Among the entries that follow, find every line with the word "photo" and list it.

━━━━━ Supplied records ━━━━━

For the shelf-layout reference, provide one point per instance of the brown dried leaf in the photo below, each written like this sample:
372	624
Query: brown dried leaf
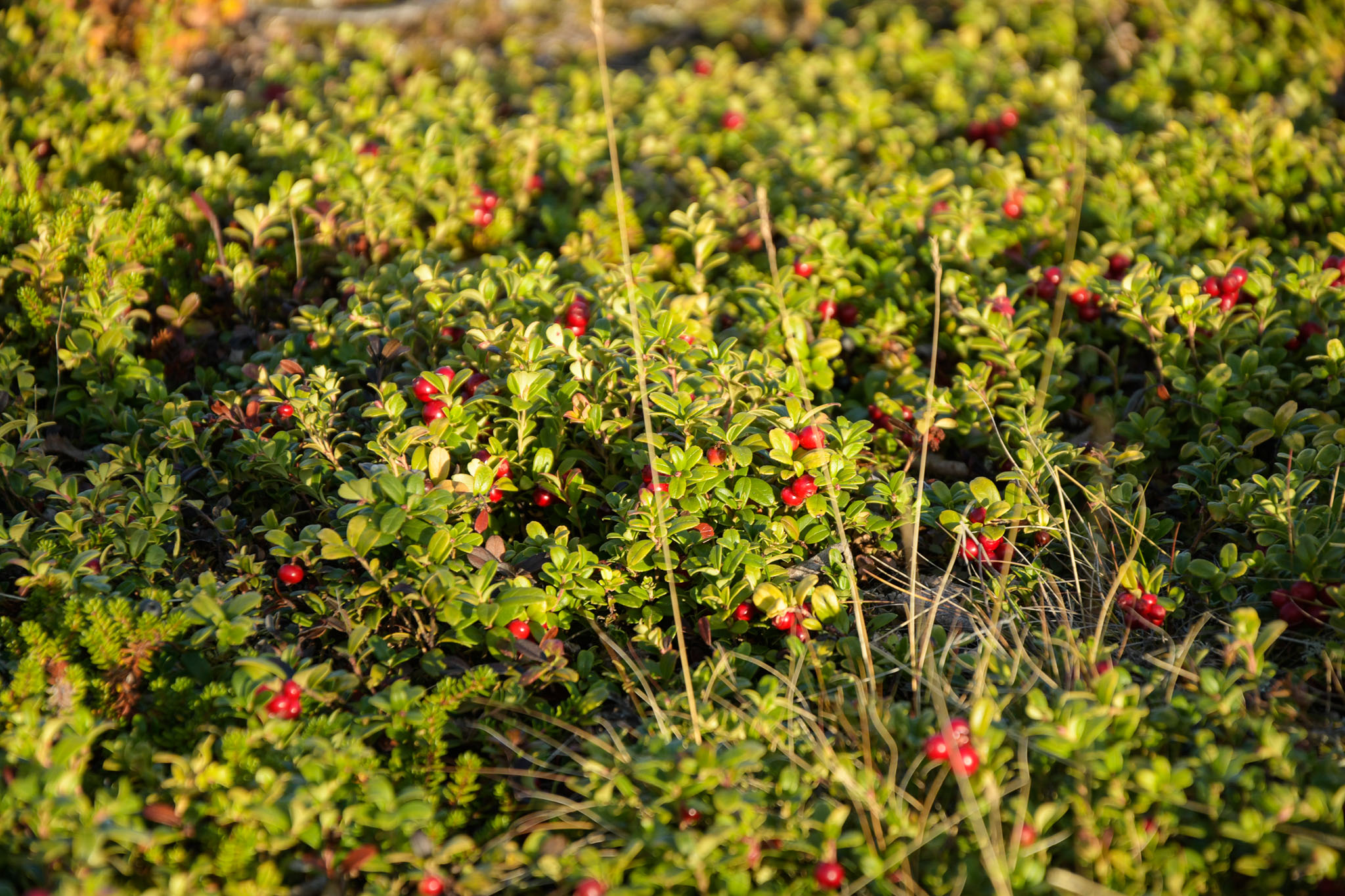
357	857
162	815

━━━━━
━━━━━ Supplied records ━━━━━

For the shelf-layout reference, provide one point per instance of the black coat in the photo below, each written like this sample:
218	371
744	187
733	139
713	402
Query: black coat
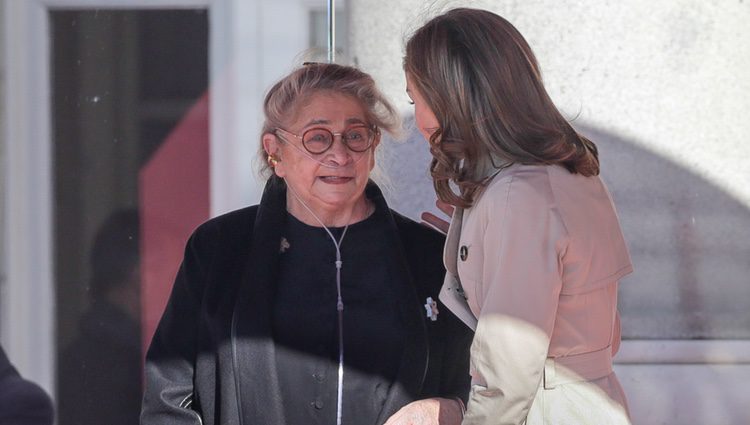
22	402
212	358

━━━━━

Response below →
For the shelf-layout reference, provide one point per instance of the brown dried leaf in the photo below, each written like this sample:
For the shelf-layout reference, provide one point per instance of the black coat in the photo below, each written like this sample:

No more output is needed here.